TASK REQUIREMENTS |
Switch each "bucket" in these lines to "pail" and write the lines out again with nothing else changed.

MATERIAL TO PROCESS |
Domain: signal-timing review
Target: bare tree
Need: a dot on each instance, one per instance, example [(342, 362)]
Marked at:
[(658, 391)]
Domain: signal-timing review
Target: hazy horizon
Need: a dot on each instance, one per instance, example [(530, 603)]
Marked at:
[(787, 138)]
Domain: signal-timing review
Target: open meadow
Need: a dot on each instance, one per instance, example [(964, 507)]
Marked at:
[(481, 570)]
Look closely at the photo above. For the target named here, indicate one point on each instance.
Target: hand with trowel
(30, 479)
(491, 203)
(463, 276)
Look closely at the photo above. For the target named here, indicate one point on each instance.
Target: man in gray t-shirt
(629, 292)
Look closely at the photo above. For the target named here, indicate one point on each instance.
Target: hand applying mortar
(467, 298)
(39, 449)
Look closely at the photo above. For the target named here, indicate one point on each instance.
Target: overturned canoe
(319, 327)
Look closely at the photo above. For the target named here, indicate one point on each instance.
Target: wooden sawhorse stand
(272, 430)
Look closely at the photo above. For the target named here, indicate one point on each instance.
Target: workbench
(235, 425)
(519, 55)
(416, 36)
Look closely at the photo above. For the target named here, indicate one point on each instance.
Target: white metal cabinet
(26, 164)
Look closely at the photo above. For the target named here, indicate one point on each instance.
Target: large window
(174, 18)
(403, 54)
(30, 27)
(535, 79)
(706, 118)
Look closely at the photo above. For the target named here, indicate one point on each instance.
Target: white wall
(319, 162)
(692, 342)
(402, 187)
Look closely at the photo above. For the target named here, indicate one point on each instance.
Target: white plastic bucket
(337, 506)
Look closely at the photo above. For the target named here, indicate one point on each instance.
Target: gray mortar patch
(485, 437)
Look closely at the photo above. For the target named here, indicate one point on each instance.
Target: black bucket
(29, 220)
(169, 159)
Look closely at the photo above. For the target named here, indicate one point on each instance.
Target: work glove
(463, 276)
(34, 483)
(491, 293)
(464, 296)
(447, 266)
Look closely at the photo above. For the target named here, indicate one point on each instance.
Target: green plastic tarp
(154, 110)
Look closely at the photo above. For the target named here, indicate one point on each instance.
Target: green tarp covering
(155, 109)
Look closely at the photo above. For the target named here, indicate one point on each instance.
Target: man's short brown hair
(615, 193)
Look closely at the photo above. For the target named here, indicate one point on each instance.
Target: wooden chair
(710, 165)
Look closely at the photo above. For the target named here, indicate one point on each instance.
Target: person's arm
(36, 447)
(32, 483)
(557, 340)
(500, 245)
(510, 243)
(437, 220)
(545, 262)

ANSWER IN FULL |
Domain: signal-timing review
Target: bare tree
Need: a dot on each instance, one per instance, example [(342, 362)]
Marked at:
[(658, 391)]
Domain: signal-timing review
Target: hazy horizon
Need: a dot on each instance, one per instance, example [(530, 603)]
Marked at:
[(787, 138)]
Domain: signal-timing review
Target: open meadow
Need: a dot on each instance, one per instance, example [(964, 507)]
Marked at:
[(481, 570)]
Look closely at the photo above. For the target named here, indicate one point on each instance.
Target: hand with trowel
(30, 479)
(491, 203)
(463, 276)
Look closely at the photo above. For the target named here, indicate one point on each instance.
Target: man in gray t-shirt
(629, 292)
Look closely at the photo above. For the target named here, indicate one point on each instance.
Target: hand applying mortar
(467, 298)
(39, 449)
Look closely at the photo above. For the target named here, indicate one point on each instance.
Target: overturned canoe
(319, 327)
Look closely at the photo above. For the target named here, indicate one point on each instance.
Target: wooden sawhorse stand
(272, 430)
Look closely at the photo above. For the target named here, indicate one point on each instance.
Target: workbench
(235, 425)
(519, 55)
(416, 36)
Look closely at the photo above. For the target named here, indicate one point on each instance.
Target: white metal cabinet
(26, 164)
Look closely at the photo above. For the target named here, indicate one point on each instance.
Target: large window
(174, 18)
(403, 54)
(30, 27)
(535, 79)
(706, 118)
Look closely at the photo above. For the target named here, indicate one point on each instance.
Target: white wall
(319, 162)
(692, 342)
(402, 187)
Look closely at the photo above. For the target named here, indicate one point on each instance.
Target: white plastic pail
(337, 506)
Look closely at the photo above. For the target named here, indicate one point on each instance.
Target: gray mortar patch
(485, 437)
Look closely at the photo above. For the target named here, indicate one point on each instance.
Target: black pail
(29, 220)
(169, 159)
Look closely at the photo above. For the target named here, indicate one point on each instance.
Target: work glove
(463, 276)
(34, 483)
(491, 293)
(464, 296)
(447, 266)
Look closely at the photo above. For the target named here, indicate one point on each instance.
Target: green plastic tarp
(154, 110)
Look closely at the photo above. For the target named here, indicate one point on each instance.
Target: green tarp covering
(155, 109)
Look closely at the photo above. For the target named here, indicate one point on each instance.
Target: man's short brown hair
(615, 193)
Look closely at the photo above. For the target named here, indicate one point on each instance.
Target: wooden chair
(710, 165)
Look closely at the photo above. For the target named here, indicate one point on each instance.
Target: person's arm
(36, 447)
(32, 483)
(557, 340)
(500, 245)
(510, 243)
(437, 220)
(545, 262)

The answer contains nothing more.